→ What is being asked: Copy out every line of the records in which "below" can be found.

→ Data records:

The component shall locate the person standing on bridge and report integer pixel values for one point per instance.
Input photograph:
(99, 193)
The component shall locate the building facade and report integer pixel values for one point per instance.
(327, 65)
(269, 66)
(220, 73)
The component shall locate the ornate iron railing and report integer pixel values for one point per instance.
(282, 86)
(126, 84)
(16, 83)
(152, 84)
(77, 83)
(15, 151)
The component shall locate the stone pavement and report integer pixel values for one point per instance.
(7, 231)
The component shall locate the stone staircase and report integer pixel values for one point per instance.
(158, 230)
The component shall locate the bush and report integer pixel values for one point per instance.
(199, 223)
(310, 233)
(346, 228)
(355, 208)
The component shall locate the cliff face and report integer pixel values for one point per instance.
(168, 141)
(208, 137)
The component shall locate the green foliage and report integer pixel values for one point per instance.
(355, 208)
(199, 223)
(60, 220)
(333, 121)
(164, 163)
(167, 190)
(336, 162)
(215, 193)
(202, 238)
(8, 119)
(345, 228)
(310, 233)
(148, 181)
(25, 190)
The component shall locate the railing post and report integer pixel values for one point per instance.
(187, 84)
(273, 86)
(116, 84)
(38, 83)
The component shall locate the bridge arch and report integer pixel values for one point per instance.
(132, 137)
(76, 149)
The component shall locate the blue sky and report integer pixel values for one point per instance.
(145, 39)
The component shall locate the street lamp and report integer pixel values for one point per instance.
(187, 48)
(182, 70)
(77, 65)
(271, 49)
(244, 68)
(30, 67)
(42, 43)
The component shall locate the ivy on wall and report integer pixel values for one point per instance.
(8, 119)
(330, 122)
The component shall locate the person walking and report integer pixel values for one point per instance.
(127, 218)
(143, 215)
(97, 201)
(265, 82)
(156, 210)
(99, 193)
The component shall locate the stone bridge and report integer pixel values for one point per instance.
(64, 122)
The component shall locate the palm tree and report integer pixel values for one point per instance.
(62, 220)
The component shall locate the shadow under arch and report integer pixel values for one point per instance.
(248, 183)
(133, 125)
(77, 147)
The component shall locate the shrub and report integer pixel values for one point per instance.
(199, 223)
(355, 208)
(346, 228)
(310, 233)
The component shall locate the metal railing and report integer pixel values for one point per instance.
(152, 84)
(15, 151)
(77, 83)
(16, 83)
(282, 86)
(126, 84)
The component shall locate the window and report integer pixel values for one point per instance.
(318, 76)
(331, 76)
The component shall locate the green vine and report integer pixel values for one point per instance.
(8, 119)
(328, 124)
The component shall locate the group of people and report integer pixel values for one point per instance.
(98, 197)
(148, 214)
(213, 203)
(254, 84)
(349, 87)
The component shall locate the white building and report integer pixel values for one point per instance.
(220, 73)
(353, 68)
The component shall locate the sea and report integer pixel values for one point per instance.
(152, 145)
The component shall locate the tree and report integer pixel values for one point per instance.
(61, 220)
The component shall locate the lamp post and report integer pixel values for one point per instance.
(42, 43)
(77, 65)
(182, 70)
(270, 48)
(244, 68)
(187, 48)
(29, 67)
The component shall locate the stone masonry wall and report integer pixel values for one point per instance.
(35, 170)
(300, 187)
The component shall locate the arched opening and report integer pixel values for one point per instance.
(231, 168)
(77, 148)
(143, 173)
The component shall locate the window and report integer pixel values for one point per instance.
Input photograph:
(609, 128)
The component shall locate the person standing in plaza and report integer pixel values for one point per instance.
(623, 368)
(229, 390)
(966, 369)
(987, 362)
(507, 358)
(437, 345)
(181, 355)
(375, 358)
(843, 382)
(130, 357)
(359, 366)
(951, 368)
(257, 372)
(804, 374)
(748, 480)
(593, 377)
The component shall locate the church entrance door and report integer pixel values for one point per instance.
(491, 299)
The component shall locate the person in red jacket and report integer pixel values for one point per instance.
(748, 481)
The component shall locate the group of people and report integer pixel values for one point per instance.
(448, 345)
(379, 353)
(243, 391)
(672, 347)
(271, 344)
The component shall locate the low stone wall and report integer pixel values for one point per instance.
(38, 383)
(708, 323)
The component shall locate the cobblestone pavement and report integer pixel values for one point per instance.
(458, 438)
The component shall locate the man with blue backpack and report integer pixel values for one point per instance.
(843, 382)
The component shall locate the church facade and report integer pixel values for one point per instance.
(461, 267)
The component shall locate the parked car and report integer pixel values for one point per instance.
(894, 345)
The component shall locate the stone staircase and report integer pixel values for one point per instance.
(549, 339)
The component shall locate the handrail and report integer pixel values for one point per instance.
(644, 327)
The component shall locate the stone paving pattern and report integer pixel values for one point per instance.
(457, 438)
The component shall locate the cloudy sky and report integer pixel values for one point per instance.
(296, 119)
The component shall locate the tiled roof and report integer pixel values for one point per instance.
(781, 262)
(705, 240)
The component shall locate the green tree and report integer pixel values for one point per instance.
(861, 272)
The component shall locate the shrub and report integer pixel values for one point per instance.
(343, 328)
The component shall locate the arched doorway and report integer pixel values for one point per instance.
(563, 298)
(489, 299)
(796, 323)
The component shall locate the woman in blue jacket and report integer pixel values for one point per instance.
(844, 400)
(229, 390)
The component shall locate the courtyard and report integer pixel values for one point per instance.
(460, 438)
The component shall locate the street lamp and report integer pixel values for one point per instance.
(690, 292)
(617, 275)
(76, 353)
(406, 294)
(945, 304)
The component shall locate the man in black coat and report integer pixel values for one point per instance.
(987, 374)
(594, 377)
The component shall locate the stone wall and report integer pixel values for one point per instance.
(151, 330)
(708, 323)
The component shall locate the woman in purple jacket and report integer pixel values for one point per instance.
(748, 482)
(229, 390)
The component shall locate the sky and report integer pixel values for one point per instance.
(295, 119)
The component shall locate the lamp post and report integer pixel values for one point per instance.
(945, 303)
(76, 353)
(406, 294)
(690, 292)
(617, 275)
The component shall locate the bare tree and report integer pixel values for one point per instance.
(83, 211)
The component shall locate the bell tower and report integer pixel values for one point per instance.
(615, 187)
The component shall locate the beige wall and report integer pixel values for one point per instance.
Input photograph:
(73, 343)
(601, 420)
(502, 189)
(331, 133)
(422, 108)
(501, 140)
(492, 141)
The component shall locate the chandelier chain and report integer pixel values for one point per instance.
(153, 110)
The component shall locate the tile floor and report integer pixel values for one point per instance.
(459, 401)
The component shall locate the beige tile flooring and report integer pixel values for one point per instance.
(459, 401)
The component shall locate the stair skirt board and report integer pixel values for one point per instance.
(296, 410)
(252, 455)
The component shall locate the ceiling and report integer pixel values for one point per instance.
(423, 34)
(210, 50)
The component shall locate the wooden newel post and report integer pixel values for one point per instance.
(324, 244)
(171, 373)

* * *

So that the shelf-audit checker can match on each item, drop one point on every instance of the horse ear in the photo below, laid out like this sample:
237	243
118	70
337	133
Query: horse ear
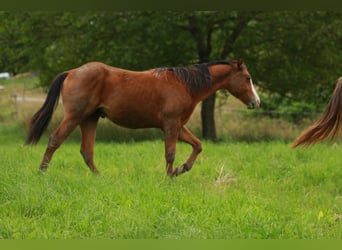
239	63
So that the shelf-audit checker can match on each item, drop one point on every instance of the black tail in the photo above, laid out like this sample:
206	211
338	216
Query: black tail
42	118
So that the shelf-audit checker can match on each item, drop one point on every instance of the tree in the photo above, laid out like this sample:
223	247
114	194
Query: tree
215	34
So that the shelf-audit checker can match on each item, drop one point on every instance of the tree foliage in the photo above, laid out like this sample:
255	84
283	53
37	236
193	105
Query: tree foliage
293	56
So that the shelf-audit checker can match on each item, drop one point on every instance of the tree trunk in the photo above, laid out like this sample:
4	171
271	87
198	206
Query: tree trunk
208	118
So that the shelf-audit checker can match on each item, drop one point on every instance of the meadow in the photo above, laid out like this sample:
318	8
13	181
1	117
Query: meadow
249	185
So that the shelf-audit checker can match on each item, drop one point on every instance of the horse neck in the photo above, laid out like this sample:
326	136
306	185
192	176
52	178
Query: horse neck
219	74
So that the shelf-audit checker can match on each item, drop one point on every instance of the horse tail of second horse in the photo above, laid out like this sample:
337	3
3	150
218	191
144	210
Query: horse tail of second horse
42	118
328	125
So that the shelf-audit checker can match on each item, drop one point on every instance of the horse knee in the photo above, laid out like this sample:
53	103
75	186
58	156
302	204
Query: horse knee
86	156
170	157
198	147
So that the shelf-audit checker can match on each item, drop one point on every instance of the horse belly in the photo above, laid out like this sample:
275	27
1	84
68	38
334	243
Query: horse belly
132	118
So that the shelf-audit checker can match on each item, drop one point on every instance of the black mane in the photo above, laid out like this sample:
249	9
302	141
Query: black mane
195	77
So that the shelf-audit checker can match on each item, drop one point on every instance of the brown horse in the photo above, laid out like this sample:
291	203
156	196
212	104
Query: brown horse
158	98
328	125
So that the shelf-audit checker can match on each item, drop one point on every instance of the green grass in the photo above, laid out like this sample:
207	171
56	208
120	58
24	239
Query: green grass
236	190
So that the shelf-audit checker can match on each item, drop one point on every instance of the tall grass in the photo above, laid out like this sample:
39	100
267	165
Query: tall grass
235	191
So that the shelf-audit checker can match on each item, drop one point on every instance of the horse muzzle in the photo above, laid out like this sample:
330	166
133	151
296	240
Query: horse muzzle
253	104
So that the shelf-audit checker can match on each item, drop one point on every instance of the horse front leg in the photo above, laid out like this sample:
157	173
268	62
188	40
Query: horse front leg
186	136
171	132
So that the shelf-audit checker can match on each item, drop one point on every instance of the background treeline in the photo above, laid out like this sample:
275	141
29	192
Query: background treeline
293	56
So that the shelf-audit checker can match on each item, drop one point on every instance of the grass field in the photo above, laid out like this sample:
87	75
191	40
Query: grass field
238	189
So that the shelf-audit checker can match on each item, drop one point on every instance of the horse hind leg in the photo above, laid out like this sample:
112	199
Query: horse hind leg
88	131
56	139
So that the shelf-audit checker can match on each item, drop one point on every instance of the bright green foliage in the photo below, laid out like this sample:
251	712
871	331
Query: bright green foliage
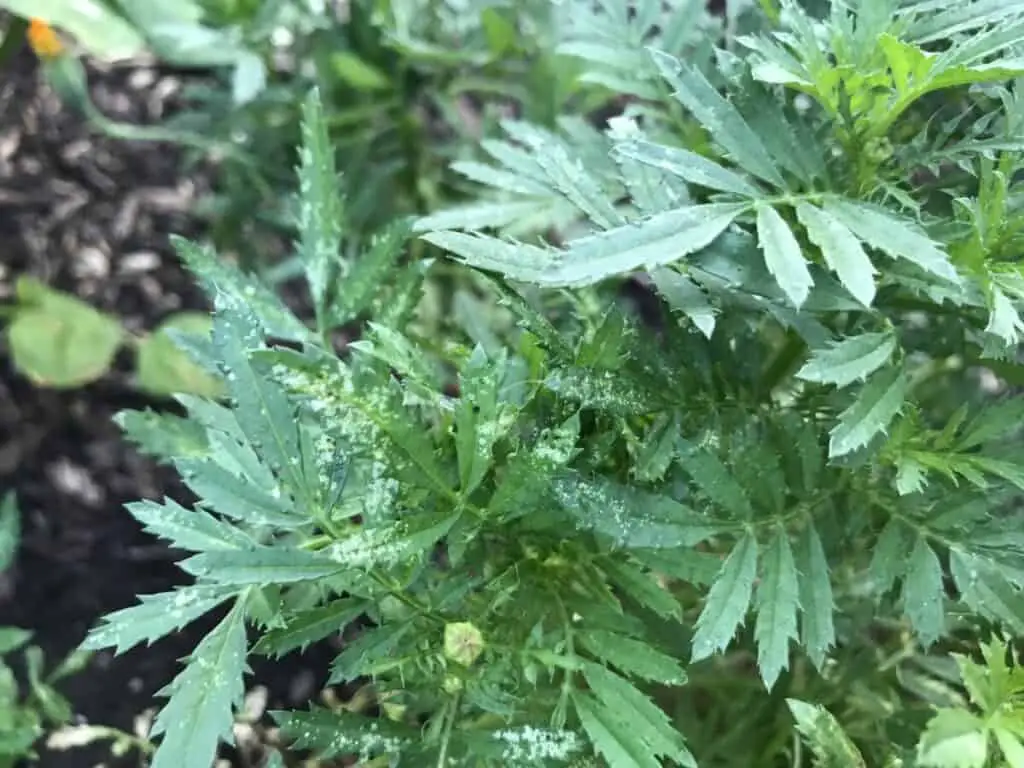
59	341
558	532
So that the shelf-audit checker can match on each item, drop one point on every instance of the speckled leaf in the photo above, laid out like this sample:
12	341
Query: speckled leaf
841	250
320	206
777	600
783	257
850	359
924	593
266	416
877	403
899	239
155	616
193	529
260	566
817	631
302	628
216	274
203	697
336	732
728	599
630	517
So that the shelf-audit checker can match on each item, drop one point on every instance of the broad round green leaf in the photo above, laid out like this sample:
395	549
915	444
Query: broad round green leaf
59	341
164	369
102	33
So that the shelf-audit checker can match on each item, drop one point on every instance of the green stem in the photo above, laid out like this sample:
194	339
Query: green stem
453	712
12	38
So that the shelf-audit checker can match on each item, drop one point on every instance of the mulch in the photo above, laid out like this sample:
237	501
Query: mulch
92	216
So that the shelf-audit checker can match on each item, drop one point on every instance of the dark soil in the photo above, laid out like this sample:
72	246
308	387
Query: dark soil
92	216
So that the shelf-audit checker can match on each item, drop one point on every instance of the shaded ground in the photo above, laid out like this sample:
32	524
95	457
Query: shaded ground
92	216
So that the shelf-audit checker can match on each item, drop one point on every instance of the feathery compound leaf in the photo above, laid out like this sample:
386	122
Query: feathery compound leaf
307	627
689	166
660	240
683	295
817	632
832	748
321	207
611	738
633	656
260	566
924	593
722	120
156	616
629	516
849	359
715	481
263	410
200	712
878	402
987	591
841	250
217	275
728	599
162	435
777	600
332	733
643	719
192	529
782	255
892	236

==

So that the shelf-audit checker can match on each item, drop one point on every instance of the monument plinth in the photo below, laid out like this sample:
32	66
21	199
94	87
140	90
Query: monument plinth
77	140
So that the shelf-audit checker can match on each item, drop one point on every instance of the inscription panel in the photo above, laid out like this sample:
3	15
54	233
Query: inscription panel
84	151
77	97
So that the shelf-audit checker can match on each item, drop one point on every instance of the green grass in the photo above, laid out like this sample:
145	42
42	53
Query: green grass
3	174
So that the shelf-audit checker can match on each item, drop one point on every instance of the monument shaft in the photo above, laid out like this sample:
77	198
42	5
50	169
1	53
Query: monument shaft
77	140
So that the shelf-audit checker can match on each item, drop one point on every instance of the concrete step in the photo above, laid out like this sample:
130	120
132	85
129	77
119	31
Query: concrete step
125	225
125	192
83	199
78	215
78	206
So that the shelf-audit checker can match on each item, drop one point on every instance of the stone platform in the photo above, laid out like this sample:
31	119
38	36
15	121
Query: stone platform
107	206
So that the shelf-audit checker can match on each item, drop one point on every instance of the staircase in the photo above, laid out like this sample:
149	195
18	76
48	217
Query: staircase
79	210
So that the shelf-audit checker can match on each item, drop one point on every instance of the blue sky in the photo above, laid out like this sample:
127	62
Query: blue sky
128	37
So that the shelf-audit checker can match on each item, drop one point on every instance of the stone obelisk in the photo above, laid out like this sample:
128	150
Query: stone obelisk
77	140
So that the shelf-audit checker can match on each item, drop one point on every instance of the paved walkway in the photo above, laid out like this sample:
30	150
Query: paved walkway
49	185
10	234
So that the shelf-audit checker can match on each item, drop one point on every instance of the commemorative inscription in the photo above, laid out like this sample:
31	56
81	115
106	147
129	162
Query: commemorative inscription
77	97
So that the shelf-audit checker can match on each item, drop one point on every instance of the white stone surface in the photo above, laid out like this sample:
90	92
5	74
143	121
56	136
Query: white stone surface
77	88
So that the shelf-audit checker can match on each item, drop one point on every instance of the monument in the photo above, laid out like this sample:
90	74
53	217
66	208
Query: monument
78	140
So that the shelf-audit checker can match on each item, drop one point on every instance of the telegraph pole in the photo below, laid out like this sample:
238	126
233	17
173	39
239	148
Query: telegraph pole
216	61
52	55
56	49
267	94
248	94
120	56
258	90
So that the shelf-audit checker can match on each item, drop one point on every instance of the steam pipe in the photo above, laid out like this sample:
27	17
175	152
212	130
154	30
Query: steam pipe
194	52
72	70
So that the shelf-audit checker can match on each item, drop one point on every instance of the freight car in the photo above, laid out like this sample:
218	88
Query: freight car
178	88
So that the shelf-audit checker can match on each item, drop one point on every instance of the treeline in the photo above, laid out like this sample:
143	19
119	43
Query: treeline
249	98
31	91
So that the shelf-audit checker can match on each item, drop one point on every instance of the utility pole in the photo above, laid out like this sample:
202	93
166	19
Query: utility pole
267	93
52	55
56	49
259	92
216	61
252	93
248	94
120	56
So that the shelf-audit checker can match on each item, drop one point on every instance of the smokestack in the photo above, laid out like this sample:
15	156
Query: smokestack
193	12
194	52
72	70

→ Answer to the exercise:
So that the shelf-audit checker can match on each item, drop one point on every instance of the horse ear in the photo below, laid out like this sample:
So that the shelf-audit checker can match on each item, drop one point on every instance of the bright green foliage in the photo below, laid out like this sample:
So that the shelf-audit checker can match on each item, drop one point on every instance of the monument plinth in the photo below, laid out like this sample:
So that the shelf-audit checker can match on each item, drop one point on every instance of the telegraph pole in the photo below, laid out like this sample:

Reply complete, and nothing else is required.